### DATA FOR THIS TASK
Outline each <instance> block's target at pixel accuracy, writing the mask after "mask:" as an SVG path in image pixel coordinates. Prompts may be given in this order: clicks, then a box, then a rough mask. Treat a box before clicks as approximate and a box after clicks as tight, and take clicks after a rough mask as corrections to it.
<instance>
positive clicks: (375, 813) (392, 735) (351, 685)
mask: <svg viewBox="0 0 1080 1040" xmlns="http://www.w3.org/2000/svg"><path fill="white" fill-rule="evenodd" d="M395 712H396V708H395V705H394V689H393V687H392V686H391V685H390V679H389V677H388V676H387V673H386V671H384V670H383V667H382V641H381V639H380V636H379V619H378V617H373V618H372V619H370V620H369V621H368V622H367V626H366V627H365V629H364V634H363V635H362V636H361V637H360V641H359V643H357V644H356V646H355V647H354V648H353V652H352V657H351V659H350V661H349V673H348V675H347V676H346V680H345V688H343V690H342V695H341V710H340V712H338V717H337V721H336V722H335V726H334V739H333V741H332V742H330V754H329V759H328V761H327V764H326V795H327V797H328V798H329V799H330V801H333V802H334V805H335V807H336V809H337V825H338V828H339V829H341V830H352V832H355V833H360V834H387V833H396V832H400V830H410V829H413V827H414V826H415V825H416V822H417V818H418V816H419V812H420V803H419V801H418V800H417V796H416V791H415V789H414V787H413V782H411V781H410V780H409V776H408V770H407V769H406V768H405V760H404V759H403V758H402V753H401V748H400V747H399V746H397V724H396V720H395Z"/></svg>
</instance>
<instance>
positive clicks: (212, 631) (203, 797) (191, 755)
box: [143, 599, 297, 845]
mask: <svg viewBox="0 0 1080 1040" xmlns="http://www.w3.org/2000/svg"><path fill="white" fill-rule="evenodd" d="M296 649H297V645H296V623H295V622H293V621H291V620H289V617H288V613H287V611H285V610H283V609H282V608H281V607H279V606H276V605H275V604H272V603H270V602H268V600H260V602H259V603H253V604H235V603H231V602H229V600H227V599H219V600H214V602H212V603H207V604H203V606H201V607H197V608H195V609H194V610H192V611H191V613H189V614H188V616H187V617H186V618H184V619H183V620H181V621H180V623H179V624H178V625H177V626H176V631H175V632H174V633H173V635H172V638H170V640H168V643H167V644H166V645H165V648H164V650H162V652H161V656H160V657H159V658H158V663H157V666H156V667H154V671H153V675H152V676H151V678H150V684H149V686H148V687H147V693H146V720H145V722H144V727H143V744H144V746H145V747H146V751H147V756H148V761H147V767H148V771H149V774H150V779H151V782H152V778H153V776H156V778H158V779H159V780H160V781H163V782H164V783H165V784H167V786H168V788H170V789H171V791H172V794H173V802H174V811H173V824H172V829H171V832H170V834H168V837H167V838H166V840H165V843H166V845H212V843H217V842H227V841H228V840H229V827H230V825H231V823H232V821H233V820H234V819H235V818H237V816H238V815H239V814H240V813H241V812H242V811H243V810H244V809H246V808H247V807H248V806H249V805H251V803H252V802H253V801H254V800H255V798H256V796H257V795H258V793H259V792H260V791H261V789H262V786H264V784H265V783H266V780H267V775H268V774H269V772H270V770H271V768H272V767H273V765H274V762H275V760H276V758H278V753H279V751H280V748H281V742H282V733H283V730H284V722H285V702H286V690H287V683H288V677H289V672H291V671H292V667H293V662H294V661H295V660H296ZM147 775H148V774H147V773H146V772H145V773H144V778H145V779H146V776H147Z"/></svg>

* * *

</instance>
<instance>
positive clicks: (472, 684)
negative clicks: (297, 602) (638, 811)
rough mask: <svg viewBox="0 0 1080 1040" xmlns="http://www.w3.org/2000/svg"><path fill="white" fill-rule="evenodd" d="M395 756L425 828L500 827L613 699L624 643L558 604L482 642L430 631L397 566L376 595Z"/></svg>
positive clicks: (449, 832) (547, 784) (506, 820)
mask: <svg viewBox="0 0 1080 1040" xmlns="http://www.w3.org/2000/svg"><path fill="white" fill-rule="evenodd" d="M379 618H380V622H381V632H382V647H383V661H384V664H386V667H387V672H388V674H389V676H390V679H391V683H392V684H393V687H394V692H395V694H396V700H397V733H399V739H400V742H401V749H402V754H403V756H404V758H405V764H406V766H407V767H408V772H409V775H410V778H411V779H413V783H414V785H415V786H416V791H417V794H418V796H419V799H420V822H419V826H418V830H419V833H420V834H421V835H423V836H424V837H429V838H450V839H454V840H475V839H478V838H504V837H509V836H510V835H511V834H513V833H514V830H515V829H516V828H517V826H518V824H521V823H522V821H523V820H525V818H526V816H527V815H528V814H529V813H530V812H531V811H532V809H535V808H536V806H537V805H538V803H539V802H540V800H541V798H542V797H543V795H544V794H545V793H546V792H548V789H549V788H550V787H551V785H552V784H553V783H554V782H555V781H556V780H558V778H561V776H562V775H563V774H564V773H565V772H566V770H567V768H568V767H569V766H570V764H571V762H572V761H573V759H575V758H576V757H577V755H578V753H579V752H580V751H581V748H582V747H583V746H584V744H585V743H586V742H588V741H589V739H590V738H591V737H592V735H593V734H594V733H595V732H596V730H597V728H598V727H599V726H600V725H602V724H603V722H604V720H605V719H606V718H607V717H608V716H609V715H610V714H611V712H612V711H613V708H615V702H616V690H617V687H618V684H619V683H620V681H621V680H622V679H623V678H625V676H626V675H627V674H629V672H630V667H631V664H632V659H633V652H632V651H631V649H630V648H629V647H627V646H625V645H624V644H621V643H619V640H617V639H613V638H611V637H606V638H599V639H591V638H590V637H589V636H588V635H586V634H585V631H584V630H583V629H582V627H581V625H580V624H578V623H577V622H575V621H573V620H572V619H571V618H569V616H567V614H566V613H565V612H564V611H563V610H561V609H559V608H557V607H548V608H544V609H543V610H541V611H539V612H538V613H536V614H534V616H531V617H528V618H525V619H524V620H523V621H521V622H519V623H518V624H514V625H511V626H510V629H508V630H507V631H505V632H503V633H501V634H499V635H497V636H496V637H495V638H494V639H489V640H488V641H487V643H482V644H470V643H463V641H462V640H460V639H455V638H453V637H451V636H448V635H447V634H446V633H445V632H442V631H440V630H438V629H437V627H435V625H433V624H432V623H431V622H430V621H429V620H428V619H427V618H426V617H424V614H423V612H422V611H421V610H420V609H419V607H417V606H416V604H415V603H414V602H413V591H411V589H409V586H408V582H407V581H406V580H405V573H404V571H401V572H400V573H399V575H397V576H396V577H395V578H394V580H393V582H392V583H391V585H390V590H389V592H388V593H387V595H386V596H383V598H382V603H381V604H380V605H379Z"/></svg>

* * *

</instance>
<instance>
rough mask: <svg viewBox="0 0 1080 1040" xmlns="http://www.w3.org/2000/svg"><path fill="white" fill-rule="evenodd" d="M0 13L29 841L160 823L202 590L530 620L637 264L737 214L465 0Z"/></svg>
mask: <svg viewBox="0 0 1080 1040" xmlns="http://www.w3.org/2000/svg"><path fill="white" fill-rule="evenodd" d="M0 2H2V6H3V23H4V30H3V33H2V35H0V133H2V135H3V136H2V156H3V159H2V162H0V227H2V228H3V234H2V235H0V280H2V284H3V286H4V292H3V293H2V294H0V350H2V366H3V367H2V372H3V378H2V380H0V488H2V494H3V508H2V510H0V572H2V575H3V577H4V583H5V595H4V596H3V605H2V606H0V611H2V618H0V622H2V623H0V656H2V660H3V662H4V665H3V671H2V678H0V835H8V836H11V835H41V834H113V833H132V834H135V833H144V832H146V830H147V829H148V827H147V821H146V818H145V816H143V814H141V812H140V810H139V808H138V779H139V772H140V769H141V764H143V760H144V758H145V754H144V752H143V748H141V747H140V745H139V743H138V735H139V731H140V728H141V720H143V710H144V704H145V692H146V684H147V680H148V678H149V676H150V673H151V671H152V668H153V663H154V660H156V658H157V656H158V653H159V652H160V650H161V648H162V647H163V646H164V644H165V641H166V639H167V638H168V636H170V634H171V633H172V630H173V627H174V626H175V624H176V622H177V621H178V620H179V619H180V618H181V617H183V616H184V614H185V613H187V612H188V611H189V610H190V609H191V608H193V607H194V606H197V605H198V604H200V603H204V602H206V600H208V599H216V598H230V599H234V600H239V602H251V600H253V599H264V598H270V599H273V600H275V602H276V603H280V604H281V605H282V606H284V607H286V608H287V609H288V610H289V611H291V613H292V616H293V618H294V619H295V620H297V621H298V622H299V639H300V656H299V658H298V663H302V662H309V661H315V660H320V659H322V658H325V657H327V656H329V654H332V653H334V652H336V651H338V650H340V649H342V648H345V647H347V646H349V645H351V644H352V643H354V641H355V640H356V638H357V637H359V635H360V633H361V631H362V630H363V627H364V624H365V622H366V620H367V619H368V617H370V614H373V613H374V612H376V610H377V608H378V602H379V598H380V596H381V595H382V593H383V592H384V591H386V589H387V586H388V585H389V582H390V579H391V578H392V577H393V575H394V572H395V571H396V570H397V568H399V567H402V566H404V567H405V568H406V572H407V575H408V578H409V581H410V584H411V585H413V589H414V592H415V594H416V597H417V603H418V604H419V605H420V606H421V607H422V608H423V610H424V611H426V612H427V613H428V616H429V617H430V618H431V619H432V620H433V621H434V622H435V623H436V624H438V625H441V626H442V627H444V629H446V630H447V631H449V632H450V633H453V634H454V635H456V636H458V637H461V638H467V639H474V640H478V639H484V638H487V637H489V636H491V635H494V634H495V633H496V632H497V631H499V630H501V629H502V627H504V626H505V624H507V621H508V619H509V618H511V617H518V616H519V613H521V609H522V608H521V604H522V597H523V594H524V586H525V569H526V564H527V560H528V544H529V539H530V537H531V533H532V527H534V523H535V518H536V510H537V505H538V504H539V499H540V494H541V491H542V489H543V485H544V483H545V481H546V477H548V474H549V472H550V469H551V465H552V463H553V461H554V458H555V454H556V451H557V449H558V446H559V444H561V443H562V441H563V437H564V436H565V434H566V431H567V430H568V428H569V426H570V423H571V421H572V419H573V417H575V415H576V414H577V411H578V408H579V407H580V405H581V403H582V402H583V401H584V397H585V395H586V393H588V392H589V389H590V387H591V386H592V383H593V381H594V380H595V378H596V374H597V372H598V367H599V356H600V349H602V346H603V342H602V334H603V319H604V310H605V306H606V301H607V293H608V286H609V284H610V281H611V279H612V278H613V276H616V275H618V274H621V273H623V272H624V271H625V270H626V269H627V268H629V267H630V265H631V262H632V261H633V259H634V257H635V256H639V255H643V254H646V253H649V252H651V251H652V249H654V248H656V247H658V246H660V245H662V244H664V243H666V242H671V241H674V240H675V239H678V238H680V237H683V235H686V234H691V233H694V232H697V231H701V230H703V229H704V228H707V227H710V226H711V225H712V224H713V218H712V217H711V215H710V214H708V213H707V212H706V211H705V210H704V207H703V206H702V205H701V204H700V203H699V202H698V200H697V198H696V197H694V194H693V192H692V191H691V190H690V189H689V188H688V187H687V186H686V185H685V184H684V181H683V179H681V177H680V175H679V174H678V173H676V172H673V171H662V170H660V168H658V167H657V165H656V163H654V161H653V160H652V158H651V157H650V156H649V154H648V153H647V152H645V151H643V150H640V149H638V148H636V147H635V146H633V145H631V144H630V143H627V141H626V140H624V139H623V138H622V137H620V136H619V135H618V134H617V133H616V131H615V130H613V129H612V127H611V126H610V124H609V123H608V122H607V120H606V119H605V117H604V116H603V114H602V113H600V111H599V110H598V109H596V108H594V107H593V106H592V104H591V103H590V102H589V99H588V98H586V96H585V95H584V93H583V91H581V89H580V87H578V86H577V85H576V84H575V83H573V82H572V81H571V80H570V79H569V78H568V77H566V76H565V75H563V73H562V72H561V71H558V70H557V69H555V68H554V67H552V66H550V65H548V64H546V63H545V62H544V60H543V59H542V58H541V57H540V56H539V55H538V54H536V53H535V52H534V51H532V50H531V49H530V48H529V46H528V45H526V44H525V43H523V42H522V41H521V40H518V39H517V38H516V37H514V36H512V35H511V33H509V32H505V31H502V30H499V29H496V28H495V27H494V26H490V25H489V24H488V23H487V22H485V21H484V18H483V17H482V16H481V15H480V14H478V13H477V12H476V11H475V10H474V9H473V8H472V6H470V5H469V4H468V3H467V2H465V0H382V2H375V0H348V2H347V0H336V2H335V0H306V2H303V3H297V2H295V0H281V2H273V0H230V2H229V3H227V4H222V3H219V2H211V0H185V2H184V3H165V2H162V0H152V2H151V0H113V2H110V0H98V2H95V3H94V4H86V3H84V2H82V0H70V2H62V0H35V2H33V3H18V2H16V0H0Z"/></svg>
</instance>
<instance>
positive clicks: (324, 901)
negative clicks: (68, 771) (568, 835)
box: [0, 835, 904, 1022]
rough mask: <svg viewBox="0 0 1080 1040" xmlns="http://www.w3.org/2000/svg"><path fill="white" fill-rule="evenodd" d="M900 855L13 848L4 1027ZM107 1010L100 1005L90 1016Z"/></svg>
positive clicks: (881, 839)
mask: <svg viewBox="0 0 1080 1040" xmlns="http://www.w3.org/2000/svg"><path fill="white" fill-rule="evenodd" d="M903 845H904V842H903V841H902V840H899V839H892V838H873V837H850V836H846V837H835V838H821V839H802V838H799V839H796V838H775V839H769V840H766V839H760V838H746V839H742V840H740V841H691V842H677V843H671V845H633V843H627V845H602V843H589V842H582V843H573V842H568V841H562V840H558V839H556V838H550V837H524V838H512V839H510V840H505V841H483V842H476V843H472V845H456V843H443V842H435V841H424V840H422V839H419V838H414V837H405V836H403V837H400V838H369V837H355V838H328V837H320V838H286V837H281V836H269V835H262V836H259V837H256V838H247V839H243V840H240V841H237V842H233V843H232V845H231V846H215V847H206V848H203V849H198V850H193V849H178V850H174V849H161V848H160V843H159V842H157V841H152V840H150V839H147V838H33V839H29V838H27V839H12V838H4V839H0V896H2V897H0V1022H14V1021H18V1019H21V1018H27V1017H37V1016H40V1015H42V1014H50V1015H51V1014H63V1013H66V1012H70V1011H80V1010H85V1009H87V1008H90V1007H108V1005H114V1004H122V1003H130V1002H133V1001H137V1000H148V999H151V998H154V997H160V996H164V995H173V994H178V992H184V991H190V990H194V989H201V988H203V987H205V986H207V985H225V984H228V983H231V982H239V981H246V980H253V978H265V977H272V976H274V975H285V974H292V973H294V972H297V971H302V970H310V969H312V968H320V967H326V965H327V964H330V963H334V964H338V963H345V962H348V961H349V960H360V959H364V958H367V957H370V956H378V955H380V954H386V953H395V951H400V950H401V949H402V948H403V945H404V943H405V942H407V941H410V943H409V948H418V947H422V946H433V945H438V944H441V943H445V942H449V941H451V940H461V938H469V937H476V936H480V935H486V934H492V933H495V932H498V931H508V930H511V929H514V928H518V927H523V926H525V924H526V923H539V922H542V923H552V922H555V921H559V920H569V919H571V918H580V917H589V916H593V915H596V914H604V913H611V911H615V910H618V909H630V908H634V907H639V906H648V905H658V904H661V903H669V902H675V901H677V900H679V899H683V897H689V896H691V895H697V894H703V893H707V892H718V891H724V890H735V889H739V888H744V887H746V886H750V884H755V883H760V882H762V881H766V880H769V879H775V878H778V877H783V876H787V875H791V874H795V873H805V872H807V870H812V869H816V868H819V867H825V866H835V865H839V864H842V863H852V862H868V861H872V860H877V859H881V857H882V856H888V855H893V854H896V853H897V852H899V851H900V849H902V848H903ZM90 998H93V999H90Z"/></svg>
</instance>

### DESCRIPTION OF THE TASK
In the records above, find the lines holding "negative". Copy each one.

### EXERCISE RESULT
negative clicks: (297, 602) (638, 811)
negative clicks: (68, 771) (568, 835)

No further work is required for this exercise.